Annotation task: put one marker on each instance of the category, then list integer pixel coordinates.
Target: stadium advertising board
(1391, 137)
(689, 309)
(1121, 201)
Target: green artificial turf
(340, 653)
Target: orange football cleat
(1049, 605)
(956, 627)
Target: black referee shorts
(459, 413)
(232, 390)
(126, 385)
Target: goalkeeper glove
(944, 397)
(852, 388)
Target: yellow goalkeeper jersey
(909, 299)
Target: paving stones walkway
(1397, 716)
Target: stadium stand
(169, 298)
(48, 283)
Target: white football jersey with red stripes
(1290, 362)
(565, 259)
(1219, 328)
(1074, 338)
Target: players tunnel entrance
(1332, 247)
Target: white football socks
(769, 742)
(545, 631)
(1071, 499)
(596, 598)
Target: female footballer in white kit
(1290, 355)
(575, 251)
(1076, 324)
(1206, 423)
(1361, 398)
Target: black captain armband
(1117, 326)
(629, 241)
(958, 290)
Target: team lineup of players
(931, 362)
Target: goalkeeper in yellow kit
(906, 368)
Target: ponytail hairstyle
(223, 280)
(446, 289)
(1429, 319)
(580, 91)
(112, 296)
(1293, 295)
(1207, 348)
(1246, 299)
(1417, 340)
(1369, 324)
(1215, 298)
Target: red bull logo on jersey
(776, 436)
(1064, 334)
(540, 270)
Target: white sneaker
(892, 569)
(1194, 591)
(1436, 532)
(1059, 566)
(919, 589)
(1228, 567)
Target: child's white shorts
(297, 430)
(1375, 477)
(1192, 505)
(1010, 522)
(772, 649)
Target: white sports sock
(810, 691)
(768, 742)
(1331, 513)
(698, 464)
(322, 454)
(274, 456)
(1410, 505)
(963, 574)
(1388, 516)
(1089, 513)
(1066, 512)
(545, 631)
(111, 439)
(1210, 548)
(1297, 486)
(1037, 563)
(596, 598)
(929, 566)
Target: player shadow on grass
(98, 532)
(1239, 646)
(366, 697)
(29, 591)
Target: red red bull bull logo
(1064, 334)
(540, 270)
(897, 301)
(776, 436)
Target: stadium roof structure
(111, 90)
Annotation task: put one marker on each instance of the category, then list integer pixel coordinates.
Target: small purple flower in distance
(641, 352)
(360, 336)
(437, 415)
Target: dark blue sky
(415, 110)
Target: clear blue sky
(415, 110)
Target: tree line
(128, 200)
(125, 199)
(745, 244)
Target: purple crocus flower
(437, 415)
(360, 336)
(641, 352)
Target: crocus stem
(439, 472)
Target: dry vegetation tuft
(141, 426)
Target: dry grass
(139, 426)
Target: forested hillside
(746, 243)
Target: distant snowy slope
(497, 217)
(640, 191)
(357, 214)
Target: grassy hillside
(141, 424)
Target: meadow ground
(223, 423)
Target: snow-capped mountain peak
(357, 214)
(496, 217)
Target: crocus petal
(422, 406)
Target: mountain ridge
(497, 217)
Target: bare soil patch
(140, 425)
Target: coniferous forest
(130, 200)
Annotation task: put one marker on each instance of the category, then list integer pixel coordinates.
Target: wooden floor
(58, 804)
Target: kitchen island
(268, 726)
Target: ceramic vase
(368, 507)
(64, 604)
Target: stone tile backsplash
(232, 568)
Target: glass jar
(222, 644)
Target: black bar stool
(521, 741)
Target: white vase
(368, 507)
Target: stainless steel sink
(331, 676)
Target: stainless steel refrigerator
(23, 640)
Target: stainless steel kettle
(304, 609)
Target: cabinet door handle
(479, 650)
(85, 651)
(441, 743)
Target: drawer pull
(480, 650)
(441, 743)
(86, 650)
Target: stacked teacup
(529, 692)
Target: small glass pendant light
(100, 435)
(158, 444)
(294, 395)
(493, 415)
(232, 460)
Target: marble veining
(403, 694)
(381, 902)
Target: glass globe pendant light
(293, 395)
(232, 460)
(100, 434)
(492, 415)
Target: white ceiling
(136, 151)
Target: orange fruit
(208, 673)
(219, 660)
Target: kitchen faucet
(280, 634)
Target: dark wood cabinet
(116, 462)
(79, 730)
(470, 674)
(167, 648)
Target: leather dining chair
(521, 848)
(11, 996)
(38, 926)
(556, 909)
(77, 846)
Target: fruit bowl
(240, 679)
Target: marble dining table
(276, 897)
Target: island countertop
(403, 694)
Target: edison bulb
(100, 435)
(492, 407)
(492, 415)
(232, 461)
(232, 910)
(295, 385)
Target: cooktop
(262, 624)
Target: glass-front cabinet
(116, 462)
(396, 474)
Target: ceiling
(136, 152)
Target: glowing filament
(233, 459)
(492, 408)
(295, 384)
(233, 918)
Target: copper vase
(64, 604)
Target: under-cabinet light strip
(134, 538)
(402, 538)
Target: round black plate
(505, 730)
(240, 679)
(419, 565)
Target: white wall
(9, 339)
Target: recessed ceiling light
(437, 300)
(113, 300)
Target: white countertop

========================================

## ACTION ITEM
Your task is to transcribe the listing in full, so that each line reads exactly as before.

## TASK RESULT
Annotation task: put one marker on each instance of the category, then list integer pixel coordinates.
Target: stadium advertising board
(1391, 137)
(689, 309)
(1121, 201)
Target: green artificial turf
(340, 653)
Target: orange football cleat
(1049, 605)
(956, 627)
Target: black referee shorts
(459, 413)
(232, 390)
(126, 385)
Target: goalkeeper glove
(944, 397)
(852, 388)
Target: yellow goalkeeper jersey
(909, 299)
Target: paving stones walkway
(1397, 716)
Target: stadium stand
(169, 298)
(48, 283)
Target: white football jersey with red stripes
(1290, 362)
(565, 259)
(1219, 328)
(1074, 338)
Target: players tunnel entrance
(1332, 247)
Target: white football socks
(769, 742)
(545, 631)
(1071, 499)
(596, 598)
Target: female footballer in white kit
(1290, 355)
(575, 251)
(1076, 324)
(1206, 423)
(1361, 398)
Target: black captain armband
(1117, 326)
(629, 241)
(958, 290)
Target: team lineup of players
(931, 362)
Target: goalkeeper in yellow kit
(906, 368)
Target: ponytail hairstyle
(223, 280)
(446, 289)
(1429, 319)
(580, 91)
(112, 296)
(1293, 295)
(1207, 348)
(1246, 299)
(1417, 340)
(1369, 324)
(1215, 298)
Target: red bull logo on jersey
(776, 436)
(1064, 334)
(540, 270)
Target: white sneaker
(892, 569)
(1194, 591)
(1436, 532)
(1059, 566)
(919, 589)
(1228, 567)
Target: child's white shorts
(297, 430)
(1375, 477)
(1192, 505)
(1010, 522)
(772, 649)
Target: white sports sock
(810, 691)
(768, 742)
(1331, 513)
(698, 464)
(322, 454)
(274, 456)
(1410, 505)
(963, 574)
(1388, 516)
(1089, 513)
(1066, 512)
(545, 631)
(111, 439)
(1210, 548)
(1297, 486)
(1037, 563)
(596, 598)
(929, 566)
Target: player shadow on grass
(98, 532)
(1239, 646)
(366, 697)
(29, 591)
Target: red red bull bull logo
(1064, 334)
(540, 270)
(897, 301)
(776, 436)
Target: stadium roof structure
(111, 90)
Annotation task: put one marker on each instance of the category, then list integer pixel coordinates.
Target: small purple flower in distance
(641, 352)
(360, 336)
(437, 415)
Target: dark blue sky
(415, 110)
Target: clear blue sky
(415, 110)
Target: tree line
(128, 200)
(125, 199)
(745, 244)
Target: purple crocus flower
(437, 415)
(360, 336)
(641, 352)
Target: crocus stem
(439, 472)
Target: dry vegetation tuft
(141, 426)
Target: dry grass
(139, 426)
Target: forested hillside
(746, 243)
Target: distant snowy slope
(497, 217)
(640, 191)
(357, 214)
Target: grassy hillside
(141, 424)
Target: meadow ground
(223, 423)
Target: snow-capped mountain peak
(357, 214)
(496, 217)
Target: crocus petal
(422, 406)
Target: mountain ridge
(497, 217)
Target: bare soil patch
(140, 425)
Target: coniferous forest
(130, 200)
Annotation task: put one marker on each instance of the category, then list integer pixel coordinates.
Target: wooden floor
(58, 804)
Target: kitchen island
(268, 726)
Target: ceramic vase
(368, 507)
(64, 604)
Target: stone tile backsplash
(232, 568)
Target: glass jar
(222, 644)
Target: black bar stool
(521, 741)
Target: white vase
(368, 507)
Target: stainless steel sink
(331, 676)
Target: stainless steel refrigerator
(23, 640)
Target: stainless steel kettle
(304, 609)
Target: cabinet door handle
(479, 650)
(85, 651)
(441, 743)
Target: drawer pull
(480, 650)
(441, 743)
(86, 650)
Target: stacked teacup
(529, 692)
Target: small glass pendant light
(100, 435)
(158, 444)
(294, 395)
(493, 415)
(232, 460)
Target: marble veining
(403, 694)
(381, 902)
Target: glass globe pendant light
(293, 395)
(232, 460)
(100, 434)
(492, 415)
Target: white ceiling
(136, 151)
Target: orange fruit
(208, 673)
(219, 660)
Target: kitchen faucet
(280, 634)
Target: dark wood cabinet
(116, 462)
(79, 730)
(470, 674)
(167, 648)
Target: leather dining chair
(521, 848)
(11, 996)
(38, 926)
(556, 909)
(77, 846)
Target: fruit bowl
(240, 679)
Target: marble dining table
(276, 897)
Target: island countertop
(403, 694)
Target: edison bulb
(100, 435)
(492, 407)
(492, 415)
(232, 461)
(232, 910)
(295, 385)
Target: cooktop
(262, 624)
Target: glass-front cabinet
(116, 462)
(396, 474)
Target: ceiling
(136, 152)
Target: glowing filament
(233, 459)
(492, 408)
(295, 384)
(233, 918)
Target: copper vase
(64, 604)
Target: under-cabinet light strip
(134, 538)
(402, 538)
Target: round black plate
(505, 730)
(240, 679)
(419, 565)
Target: white wall
(9, 339)
Target: recessed ceiling light
(437, 300)
(113, 300)
Target: white countertop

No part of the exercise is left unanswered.